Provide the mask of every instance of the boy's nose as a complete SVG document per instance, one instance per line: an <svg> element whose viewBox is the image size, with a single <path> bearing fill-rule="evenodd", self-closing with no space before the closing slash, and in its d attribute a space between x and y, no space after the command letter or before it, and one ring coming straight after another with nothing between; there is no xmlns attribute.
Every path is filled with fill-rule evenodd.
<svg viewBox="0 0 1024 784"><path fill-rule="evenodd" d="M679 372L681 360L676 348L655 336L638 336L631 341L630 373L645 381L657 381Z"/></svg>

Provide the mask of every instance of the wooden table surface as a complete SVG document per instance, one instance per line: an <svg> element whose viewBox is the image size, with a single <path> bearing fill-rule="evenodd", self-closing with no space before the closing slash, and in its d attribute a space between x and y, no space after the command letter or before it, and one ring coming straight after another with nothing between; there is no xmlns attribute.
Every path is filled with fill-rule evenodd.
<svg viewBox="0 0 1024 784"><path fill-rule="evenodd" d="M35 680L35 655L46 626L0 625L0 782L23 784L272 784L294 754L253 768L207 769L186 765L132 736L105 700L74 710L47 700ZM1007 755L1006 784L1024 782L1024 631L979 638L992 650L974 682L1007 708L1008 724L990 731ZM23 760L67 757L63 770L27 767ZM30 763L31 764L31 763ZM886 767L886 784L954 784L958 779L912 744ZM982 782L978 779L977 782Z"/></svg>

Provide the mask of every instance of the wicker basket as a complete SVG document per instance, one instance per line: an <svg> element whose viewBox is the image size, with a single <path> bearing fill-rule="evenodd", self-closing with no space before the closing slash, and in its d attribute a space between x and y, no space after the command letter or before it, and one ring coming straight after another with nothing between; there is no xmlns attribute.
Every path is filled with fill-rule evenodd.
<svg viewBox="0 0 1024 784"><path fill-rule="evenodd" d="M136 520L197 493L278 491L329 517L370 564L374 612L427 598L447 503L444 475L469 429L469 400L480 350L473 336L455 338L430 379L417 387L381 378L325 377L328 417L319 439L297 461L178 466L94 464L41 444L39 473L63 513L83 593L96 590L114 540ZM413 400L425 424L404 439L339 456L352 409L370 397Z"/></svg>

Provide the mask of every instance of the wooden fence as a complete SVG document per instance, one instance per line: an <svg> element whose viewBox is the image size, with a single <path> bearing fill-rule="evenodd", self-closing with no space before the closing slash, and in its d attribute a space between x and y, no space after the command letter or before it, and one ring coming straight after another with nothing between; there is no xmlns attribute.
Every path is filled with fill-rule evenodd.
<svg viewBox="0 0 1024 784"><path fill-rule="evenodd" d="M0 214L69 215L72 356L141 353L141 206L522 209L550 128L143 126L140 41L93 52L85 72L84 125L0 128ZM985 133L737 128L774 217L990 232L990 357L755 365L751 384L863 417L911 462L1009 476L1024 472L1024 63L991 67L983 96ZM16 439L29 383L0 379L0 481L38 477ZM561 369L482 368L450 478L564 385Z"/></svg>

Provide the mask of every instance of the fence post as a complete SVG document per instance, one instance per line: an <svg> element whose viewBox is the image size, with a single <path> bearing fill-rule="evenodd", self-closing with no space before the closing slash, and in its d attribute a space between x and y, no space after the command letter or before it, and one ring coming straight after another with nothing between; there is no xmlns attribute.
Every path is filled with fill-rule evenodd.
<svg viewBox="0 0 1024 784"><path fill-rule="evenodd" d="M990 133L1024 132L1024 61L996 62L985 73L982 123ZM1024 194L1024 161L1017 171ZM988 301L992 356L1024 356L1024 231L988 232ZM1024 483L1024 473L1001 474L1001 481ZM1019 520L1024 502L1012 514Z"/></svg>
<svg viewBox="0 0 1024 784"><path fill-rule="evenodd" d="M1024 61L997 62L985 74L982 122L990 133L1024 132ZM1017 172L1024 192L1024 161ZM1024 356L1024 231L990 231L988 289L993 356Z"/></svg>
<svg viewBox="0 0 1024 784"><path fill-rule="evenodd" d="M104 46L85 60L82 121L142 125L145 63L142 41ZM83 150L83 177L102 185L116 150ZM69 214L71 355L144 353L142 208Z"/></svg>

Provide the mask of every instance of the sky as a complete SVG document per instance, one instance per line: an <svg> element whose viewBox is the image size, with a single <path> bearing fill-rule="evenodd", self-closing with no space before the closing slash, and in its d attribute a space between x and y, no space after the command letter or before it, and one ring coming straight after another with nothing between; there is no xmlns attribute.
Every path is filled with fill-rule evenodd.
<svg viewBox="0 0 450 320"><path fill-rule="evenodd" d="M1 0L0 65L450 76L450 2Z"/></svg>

■ ■ ■ ■ ■

= What to produce =
Can you lay out every line of the rows above as a JSON list of strings, one string per line, with blank lines left out?

= Solution to the exercise =
[
  "Provide the mask of every instance of the boy's nose as a complete SVG document per instance, one instance per line: an <svg> element whose viewBox is the image size, with a single <path> bearing fill-rule=\"evenodd\", self-closing with no space before the closing slash, and in its d attribute a space between x and y, no space after the command letter or before it, and one ring coming straight after another with nothing between; there is no xmlns attribute.",
  "Every path is filled with fill-rule evenodd.",
  "<svg viewBox=\"0 0 1024 784\"><path fill-rule=\"evenodd\" d=\"M679 372L681 360L676 348L655 336L638 336L631 341L630 373L645 381L657 381Z\"/></svg>",
  "Provide the mask of every instance of the wooden table surface as a complete SVG document per instance, one instance per line: an <svg> element whose viewBox is the image size, with a single <path> bearing fill-rule=\"evenodd\", self-closing with no space before the closing slash, and in its d attribute a space between x and y, no space after the command letter or before it, and one ring coming straight after another with nothing between; there is no xmlns attribute.",
  "Every path is filled with fill-rule evenodd.",
  "<svg viewBox=\"0 0 1024 784\"><path fill-rule=\"evenodd\" d=\"M35 680L35 655L46 626L0 625L0 782L23 784L272 784L294 754L253 768L207 769L186 765L132 736L105 700L74 710L47 700ZM1007 755L1006 784L1024 782L1024 631L979 638L992 650L974 682L1007 708L1008 724L990 731ZM23 760L67 757L63 770L27 767ZM30 763L31 764L31 763ZM886 767L886 784L954 784L958 779L912 744ZM982 782L978 779L977 782Z\"/></svg>",
  "Provide the mask of every instance of the wicker basket as a complete SVG document per instance, one instance per line: an <svg> element whose viewBox is the image size, with a single <path> bearing fill-rule=\"evenodd\", self-closing with no space before the closing slash, and in its d attribute a space between x and y, no space after the command letter or before it, and one ring coming straight after another with nothing between; there is no xmlns attribute.",
  "Every path is filled with fill-rule evenodd.",
  "<svg viewBox=\"0 0 1024 784\"><path fill-rule=\"evenodd\" d=\"M136 520L197 493L278 491L329 517L370 564L374 612L427 598L447 503L444 475L469 429L469 400L480 350L473 336L455 338L430 379L417 387L381 378L325 377L328 417L319 439L297 461L178 466L94 464L41 444L39 473L63 513L83 593L96 590L114 540ZM413 400L425 424L404 439L339 456L352 409L370 397Z\"/></svg>",
  "Provide the mask of every instance of the wooden fence as a complete SVG document per instance, one instance per line: an <svg> element whose viewBox is the image size, with a single <path> bearing fill-rule=\"evenodd\", self-closing with no space before the closing slash, and in its d attribute a space between x and y, no space after the command letter or before it, and one ring coming straight after another with nothing between; there is no xmlns attribute.",
  "Every path is filled with fill-rule evenodd.",
  "<svg viewBox=\"0 0 1024 784\"><path fill-rule=\"evenodd\" d=\"M0 214L69 215L72 356L141 353L141 206L522 209L550 128L143 126L140 41L93 52L85 72L84 125L0 128ZM985 133L737 128L774 217L990 232L990 357L755 365L751 384L863 417L911 462L1009 476L1024 472L1024 63L991 67L983 96ZM16 439L29 383L0 379L0 481L38 477ZM561 369L482 368L450 478L564 385Z\"/></svg>",
  "Provide the mask of every instance of the fence post as a complete SVG document per instance, one instance per line: an <svg> element whose viewBox is the image size, with a single <path> bearing fill-rule=\"evenodd\", self-closing with no space before the closing slash, and in its d attribute a space between x and y, no space after the command letter or before it, and one ring coming straight after another with nothing between; there is no xmlns attribute.",
  "Every path is filled with fill-rule evenodd.",
  "<svg viewBox=\"0 0 1024 784\"><path fill-rule=\"evenodd\" d=\"M990 133L1024 132L1024 61L996 62L985 73L982 123ZM1024 194L1024 161L1017 171ZM988 301L992 356L1024 356L1024 231L988 232ZM1024 483L1024 473L1001 474L1001 481ZM1019 520L1024 502L1012 514Z\"/></svg>",
  "<svg viewBox=\"0 0 1024 784\"><path fill-rule=\"evenodd\" d=\"M1024 61L997 62L985 74L982 122L990 133L1024 132ZM1017 172L1024 192L1024 161ZM1024 356L1024 231L990 231L988 289L993 356Z\"/></svg>",
  "<svg viewBox=\"0 0 1024 784\"><path fill-rule=\"evenodd\" d=\"M104 46L85 60L82 121L142 125L145 63L142 41ZM83 150L83 177L102 185L116 150ZM69 214L71 355L144 353L142 208Z\"/></svg>",
  "Provide the mask of every instance of the sky as a complete SVG document per instance, one instance per line: an <svg> element whose viewBox is the image size, with a single <path> bearing fill-rule=\"evenodd\", self-closing with no space before the closing slash, and in its d attribute a space between x and y, no space after the command letter or before it, and one ring coming straight after another with nothing between; there is no xmlns attribute.",
  "Every path is filled with fill-rule evenodd.",
  "<svg viewBox=\"0 0 450 320\"><path fill-rule=\"evenodd\" d=\"M1 0L0 65L450 76L450 2Z\"/></svg>"
]